Pointing dataset excerpts:

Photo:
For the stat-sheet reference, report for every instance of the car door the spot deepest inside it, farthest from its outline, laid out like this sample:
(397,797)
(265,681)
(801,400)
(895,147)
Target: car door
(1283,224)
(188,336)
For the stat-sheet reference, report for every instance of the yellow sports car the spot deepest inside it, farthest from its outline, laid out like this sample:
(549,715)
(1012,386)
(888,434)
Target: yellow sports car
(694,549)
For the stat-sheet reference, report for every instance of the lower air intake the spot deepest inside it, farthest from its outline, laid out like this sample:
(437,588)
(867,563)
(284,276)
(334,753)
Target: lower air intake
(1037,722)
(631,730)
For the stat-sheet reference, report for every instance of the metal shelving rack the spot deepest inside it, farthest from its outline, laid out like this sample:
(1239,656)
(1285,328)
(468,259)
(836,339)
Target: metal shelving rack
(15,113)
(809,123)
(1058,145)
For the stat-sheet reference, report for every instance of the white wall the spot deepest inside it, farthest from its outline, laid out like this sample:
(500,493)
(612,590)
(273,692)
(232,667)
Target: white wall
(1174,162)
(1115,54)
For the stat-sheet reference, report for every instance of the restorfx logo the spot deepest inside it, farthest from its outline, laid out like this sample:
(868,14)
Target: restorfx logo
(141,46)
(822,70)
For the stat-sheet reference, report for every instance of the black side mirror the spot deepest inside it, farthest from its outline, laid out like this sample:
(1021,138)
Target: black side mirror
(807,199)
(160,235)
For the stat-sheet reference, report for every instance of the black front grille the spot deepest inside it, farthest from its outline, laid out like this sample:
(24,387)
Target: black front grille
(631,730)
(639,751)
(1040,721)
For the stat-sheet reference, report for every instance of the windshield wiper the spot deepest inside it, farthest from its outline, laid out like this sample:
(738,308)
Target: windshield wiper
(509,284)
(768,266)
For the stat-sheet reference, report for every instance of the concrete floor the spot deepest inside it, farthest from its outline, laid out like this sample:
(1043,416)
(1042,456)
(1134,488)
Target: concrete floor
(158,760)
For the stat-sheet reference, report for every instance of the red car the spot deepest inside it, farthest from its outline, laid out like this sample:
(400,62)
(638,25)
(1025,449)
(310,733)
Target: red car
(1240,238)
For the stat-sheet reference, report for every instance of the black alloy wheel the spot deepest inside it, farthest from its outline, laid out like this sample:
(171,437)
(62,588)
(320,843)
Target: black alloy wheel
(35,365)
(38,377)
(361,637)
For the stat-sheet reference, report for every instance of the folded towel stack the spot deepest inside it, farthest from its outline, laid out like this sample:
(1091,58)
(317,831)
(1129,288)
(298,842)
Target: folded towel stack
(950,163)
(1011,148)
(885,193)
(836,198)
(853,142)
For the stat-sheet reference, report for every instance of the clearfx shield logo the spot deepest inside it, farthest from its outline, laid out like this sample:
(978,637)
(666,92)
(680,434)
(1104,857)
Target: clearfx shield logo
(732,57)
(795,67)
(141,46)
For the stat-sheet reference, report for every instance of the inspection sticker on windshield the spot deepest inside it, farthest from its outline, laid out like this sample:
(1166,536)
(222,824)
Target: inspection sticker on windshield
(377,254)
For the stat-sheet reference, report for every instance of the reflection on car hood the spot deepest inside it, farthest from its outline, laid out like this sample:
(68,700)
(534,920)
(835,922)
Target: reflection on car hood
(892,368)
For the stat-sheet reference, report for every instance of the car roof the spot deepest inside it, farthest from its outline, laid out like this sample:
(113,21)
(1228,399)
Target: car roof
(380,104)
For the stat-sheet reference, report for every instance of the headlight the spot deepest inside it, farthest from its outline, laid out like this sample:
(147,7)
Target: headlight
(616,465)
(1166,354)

■ WHAT THE EXERCISE ASKS ■
Swap "headlight" for "headlamp" in the items from the line containing "of the headlight" through the end, inclusive, and give back only those lines with nothing else changed.

■ ANSWER TO THE PROBLEM ■
For the stat-sheet reference, report for every instance of the headlamp the spot deepest inside it, farthest from its outline, laid out like this sample:
(147,7)
Target: headlamp
(616,465)
(1166,354)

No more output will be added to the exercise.